**Point annotation records:**
• • • • •

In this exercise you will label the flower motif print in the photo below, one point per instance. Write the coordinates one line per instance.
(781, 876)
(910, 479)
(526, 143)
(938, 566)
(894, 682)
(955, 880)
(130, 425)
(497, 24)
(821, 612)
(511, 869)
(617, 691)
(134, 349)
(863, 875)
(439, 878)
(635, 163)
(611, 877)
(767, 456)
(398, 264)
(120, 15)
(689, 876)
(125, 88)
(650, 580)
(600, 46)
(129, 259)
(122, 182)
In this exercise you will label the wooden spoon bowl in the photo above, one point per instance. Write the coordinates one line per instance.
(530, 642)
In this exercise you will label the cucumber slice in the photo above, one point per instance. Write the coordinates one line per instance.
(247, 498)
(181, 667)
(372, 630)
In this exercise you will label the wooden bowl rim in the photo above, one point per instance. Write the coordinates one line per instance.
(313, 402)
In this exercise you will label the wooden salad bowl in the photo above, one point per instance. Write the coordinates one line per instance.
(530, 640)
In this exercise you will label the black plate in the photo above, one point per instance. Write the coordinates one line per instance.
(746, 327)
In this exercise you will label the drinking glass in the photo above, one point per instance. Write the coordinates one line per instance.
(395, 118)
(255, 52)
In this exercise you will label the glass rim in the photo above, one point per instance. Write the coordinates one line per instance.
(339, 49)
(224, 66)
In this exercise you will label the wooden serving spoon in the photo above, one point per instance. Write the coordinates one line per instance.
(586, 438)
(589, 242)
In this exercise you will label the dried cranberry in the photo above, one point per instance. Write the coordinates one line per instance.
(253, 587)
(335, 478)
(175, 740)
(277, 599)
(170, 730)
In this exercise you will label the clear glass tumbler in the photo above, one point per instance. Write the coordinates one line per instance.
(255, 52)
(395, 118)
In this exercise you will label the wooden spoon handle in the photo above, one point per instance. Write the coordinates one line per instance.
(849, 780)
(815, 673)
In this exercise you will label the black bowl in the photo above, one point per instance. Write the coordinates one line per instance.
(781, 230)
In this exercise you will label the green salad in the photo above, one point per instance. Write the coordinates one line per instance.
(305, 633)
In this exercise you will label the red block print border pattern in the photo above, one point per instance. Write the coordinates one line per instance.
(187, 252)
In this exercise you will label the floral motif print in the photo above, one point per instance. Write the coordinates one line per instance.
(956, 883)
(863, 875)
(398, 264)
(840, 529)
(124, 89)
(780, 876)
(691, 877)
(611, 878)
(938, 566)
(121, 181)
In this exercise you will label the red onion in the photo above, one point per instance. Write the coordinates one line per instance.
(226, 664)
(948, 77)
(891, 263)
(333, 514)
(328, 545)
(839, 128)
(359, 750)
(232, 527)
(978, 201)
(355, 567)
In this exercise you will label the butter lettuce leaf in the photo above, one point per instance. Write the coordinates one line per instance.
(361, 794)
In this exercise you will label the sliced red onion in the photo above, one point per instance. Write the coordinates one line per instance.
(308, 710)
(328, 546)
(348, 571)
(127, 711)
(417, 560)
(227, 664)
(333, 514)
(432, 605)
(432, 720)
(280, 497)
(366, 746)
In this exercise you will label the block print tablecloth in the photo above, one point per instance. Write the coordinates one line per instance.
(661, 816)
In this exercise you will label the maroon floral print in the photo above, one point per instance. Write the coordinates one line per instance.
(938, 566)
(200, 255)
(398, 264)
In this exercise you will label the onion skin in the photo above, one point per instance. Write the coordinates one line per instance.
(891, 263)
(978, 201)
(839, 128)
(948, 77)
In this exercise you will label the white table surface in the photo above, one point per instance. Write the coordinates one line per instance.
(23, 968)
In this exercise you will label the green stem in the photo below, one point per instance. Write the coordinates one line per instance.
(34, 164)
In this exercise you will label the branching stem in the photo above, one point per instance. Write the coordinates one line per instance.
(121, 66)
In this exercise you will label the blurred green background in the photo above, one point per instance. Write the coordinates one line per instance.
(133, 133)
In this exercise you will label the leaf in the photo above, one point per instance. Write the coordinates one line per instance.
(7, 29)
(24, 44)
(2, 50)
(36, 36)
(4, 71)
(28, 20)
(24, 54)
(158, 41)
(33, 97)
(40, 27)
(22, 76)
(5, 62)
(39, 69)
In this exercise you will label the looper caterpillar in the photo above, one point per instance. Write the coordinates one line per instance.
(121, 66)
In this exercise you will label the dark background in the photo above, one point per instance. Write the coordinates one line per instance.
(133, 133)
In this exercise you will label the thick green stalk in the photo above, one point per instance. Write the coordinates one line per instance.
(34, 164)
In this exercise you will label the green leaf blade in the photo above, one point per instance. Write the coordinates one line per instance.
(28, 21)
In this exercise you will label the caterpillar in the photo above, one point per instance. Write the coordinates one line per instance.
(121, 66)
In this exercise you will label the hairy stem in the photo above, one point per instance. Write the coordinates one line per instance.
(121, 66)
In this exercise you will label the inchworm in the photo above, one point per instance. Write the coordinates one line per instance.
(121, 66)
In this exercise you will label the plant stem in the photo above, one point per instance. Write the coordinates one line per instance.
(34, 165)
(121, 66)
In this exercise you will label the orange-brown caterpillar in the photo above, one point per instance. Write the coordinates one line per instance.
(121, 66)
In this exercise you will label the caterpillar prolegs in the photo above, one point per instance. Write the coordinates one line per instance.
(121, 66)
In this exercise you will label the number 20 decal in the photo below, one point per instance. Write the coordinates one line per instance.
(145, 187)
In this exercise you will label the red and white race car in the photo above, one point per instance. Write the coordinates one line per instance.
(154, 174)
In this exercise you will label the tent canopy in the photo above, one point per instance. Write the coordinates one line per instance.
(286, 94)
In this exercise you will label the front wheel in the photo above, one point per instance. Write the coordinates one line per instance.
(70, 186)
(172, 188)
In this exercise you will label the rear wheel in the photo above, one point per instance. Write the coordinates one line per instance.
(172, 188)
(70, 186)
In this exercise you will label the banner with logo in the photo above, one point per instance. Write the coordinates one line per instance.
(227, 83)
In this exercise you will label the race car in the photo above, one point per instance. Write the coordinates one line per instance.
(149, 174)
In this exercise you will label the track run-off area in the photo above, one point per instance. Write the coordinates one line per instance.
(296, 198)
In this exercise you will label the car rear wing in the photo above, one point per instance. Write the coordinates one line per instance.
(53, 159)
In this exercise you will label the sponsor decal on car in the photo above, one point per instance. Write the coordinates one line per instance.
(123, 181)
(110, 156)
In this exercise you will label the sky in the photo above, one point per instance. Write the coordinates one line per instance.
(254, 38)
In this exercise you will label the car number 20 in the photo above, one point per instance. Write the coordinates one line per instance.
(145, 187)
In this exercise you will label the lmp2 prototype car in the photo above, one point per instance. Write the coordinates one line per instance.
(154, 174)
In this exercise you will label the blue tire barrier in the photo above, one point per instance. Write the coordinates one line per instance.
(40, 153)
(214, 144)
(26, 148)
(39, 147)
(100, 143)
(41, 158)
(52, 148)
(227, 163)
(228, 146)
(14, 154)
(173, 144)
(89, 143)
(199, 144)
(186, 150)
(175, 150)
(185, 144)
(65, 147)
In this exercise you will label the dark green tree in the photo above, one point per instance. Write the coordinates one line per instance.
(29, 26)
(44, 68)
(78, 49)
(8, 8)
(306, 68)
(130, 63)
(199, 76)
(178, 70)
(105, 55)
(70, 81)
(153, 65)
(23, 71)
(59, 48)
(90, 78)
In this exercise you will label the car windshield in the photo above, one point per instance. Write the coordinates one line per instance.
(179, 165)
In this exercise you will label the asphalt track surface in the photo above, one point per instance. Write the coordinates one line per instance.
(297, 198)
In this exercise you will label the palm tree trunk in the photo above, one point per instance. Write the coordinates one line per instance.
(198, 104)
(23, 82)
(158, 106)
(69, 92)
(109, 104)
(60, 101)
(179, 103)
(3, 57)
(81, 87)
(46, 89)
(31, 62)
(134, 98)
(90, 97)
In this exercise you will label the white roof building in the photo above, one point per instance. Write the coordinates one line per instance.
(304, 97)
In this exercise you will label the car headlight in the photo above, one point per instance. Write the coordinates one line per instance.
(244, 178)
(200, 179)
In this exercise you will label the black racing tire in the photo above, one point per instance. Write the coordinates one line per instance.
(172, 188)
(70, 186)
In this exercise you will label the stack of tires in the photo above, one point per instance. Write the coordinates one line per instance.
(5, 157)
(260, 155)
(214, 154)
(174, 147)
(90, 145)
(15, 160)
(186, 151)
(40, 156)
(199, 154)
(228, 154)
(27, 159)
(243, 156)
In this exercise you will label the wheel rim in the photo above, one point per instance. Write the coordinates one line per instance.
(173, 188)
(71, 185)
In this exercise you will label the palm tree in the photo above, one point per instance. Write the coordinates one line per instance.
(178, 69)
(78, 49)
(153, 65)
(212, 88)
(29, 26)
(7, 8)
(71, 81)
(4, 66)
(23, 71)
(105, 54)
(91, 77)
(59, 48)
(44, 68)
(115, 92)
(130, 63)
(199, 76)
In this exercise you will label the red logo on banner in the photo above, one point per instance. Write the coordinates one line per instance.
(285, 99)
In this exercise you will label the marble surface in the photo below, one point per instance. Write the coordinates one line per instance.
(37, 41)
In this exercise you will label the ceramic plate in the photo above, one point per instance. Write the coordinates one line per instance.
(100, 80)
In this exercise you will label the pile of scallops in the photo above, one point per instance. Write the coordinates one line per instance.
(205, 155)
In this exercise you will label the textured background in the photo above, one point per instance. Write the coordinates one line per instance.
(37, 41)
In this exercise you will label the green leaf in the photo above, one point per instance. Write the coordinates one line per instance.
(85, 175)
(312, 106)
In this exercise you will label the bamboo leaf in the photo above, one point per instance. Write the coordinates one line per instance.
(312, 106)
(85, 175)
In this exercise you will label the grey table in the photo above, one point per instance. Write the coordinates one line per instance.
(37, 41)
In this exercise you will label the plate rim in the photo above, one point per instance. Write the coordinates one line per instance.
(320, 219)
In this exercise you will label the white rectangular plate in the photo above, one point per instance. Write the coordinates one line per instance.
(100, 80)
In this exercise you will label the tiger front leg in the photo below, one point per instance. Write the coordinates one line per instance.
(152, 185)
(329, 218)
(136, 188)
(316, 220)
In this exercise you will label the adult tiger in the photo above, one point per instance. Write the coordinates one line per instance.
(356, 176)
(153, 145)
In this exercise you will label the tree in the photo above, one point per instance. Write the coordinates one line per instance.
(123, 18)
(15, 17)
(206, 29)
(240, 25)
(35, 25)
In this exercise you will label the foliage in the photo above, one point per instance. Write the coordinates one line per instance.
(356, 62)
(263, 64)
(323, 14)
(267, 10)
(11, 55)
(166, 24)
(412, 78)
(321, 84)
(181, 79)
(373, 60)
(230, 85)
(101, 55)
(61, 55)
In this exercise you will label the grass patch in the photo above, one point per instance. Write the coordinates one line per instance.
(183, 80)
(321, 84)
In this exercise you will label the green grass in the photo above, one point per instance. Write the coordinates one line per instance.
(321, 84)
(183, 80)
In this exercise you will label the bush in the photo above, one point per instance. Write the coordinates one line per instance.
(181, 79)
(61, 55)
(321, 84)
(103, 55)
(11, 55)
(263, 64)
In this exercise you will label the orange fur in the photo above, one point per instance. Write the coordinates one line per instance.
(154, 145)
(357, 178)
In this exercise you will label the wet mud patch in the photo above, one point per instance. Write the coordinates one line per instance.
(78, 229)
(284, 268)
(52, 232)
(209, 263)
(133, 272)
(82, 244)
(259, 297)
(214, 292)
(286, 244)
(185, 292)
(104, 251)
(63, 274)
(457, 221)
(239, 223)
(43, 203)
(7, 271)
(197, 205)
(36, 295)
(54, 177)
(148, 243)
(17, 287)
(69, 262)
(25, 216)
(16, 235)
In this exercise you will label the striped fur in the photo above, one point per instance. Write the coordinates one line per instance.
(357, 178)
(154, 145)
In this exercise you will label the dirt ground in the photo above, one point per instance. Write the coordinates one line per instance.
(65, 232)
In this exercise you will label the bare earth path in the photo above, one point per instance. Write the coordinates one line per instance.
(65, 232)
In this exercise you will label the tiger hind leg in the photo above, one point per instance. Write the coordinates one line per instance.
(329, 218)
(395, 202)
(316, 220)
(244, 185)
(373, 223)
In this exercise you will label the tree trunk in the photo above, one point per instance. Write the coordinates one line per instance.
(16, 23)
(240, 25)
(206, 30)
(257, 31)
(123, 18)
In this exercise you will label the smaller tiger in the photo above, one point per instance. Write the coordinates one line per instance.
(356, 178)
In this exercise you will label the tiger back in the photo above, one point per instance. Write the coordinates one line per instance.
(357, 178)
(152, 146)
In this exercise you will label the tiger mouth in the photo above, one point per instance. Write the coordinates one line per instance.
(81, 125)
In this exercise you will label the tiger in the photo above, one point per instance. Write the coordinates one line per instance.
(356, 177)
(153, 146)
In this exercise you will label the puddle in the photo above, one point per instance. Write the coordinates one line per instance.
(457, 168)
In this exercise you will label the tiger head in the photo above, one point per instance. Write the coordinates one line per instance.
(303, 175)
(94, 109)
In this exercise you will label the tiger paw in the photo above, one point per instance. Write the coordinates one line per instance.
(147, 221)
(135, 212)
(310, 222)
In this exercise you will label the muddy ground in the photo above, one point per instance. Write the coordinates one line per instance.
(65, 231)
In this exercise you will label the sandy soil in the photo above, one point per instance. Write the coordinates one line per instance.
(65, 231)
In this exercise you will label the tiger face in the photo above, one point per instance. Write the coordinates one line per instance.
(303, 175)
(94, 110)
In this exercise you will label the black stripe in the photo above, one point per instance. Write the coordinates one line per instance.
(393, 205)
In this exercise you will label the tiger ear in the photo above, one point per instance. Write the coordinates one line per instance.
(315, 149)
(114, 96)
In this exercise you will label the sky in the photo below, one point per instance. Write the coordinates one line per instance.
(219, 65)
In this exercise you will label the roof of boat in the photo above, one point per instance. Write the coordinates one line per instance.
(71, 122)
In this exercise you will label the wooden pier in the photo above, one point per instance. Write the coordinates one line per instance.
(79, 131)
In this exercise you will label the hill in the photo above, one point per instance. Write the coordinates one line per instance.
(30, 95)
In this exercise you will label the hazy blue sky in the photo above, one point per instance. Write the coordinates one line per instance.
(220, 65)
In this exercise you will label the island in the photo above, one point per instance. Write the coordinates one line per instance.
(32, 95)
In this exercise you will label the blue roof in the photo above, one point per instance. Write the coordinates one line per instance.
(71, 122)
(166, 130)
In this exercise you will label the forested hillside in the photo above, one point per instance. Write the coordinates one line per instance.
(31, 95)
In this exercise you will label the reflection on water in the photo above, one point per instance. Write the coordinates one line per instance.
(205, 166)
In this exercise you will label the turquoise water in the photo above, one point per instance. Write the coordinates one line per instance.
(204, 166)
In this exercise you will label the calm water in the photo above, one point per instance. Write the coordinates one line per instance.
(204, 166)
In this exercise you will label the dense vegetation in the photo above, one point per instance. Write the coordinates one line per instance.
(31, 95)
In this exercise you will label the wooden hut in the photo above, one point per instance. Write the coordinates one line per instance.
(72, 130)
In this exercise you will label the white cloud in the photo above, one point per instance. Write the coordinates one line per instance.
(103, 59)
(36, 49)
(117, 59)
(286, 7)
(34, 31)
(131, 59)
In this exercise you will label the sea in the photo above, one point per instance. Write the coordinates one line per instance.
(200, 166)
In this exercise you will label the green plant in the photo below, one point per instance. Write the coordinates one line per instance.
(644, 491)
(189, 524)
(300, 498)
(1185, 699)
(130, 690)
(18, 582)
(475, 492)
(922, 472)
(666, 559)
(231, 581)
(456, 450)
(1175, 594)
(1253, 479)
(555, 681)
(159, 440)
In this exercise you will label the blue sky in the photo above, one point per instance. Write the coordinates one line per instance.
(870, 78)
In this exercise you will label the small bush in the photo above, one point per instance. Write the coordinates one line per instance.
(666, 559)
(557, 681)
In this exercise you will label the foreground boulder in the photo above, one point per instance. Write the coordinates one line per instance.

• • • • •

**OBJECTIVE:**
Give back exactly the lines from the line containing "In this exercise you will label the green plant" to the end of the entries, and no other lines.

**WORKED ANSWER:**
In this exercise you will label the green plant in the photo below, one point per instance. Write the coordinates one line per instance.
(644, 491)
(189, 524)
(300, 498)
(1185, 699)
(130, 690)
(18, 582)
(475, 492)
(922, 472)
(666, 559)
(231, 581)
(456, 450)
(1175, 594)
(1253, 479)
(555, 681)
(159, 440)
In this exercise you will label the blue sky in the photo above, one point per instance. Write the coordinates one line per instance.
(870, 78)
In this exercise you will label the small bush in the photo above, one point per instance. Write the coordinates one line per instance.
(666, 559)
(557, 681)
In this exercise you will label the foreground boulder in the photo above, one point per instance. Write the coordinates one line per instance.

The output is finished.